Tarefa:
De acordo com o trecho sobre a taxa Selic, em que nível a taxa está mantida e desde que data?

Trecho para leitura:
==*==
No mercado financeiro começa a cair a ficha de que a taxa Selic está mesmo muito alta em termos reais (descontada a inflação). Ela está mantida em 13,75% ao ano desde 3 de agosto de 2022, quando a inflação em 12 meses era de dois dígitos. Agora está em 5,60%. Na Pesquisa Focus, divulgada hoje pelo Banco Central, com respostas até a última 6ª feira, o mercado prevê que o IPCA suba 0,76% este mês (0,78% nas previsões dos últimos cinco dias úteis).

O IPCA subiu 1,62% em março de 2022, com fortes altas de combustíveis devido às sanções à Rússia (grande produtor e exportador de petróleo e gás) pela invasão da Ucrânia em fevereiro, a taxa em 12 meses deve cair dos 5,60% a 4,70% (ou 4,72%, se subir 0,78%). O IPCA deve cair abaixo de 4,50% até junho. O Comitê de Política Monetária define o futuro da taxa dia 3 de maio e em 21 de junho, talvez, já com dois novos diretores indicados pelo governo Lula. O mercado espera que a Selic feche o ano em 12,75%.

O Rubicão do Banco Central é o 3º trimestre. Em 2022, para tentar turbinar a campanha de reeleição de Bolsonaro, e percebendo que o Banco Central não tinha êxito contra a inflação, que chegou a 11,87% em junho, mediante a elevação da Selic, o ministro da Economia, Paulo Guedes, largou todos os escrúpulos da cartilha liberal e decidiu - junto com seu ex-secretário de política econômica, Adolfo Sachsida, nomeado ministro das Minas e Energia, intervir na Petrobras, trocando mais uma vez o presidente e cortando diretamente (via redução de impostos federais e estaduais – ICMS) os preços dos combustíveis, em especial a gasolina, de maio peso no IPCA, energia elétrica e comunicações, em manobra eleitoreira válida até 31 de dezembro de 2022.

 

Preços administrados são imunes a juros

O preço da gasolina caiu mais de 25% em 2022 (em total descompasso com o mundo) e houve deflação de 1,32% de julho a setembro. Apesar da farta distribuição de mais de R$ 100 bilhões em benesses eleitorais, Bolsonaro perdeu a eleição para Lula, cujo governo tenta agora recompor os impostos sem pressionar a inflação. O cerne da questão, outra vez, são os preços administrados.
==*==
Dados armazenados:
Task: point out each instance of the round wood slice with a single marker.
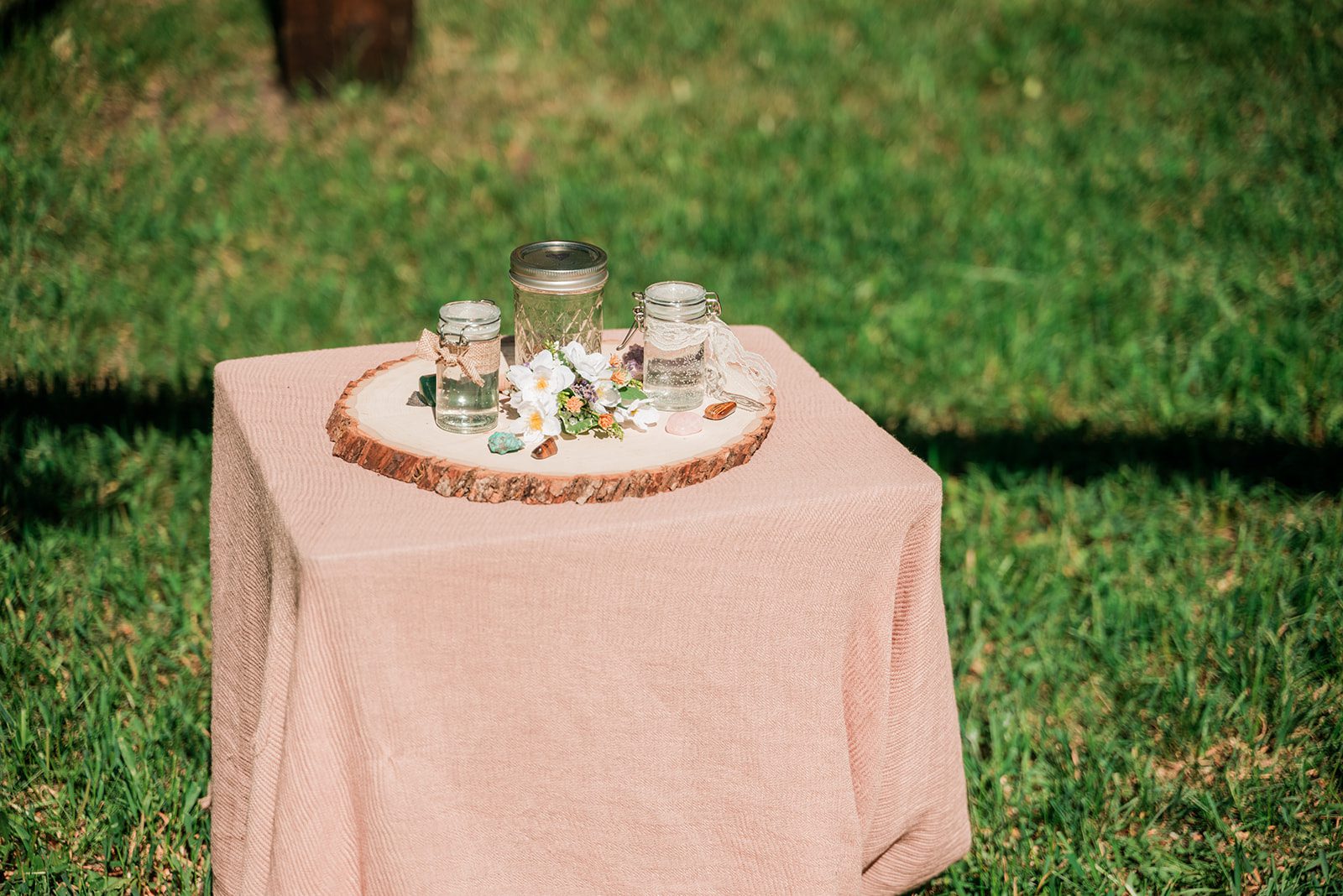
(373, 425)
==*==
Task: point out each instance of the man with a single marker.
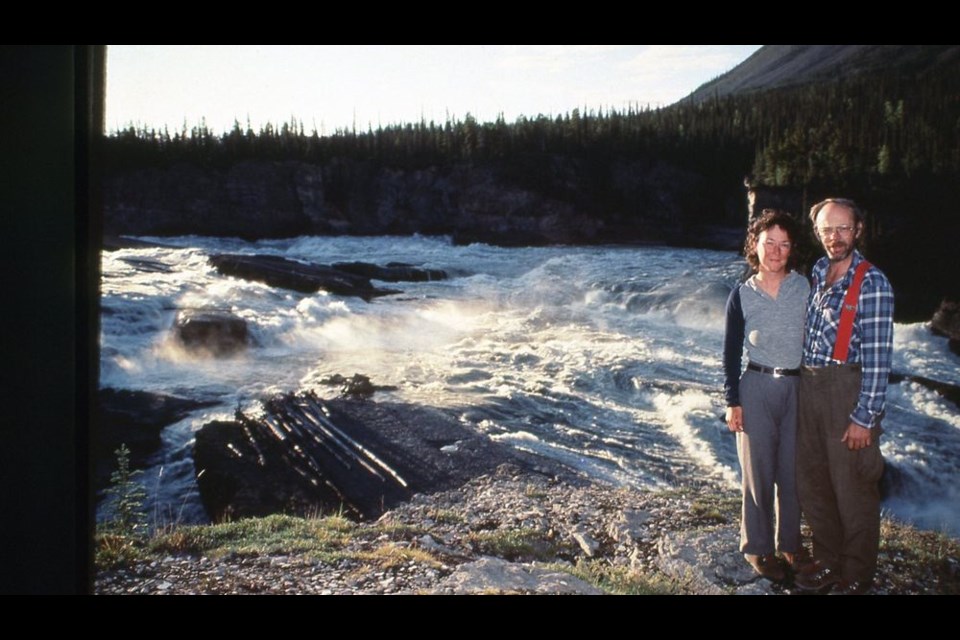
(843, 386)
==*==
Resposta correta:
Em 13,75% ao ano, desde 3 de agosto de 2022.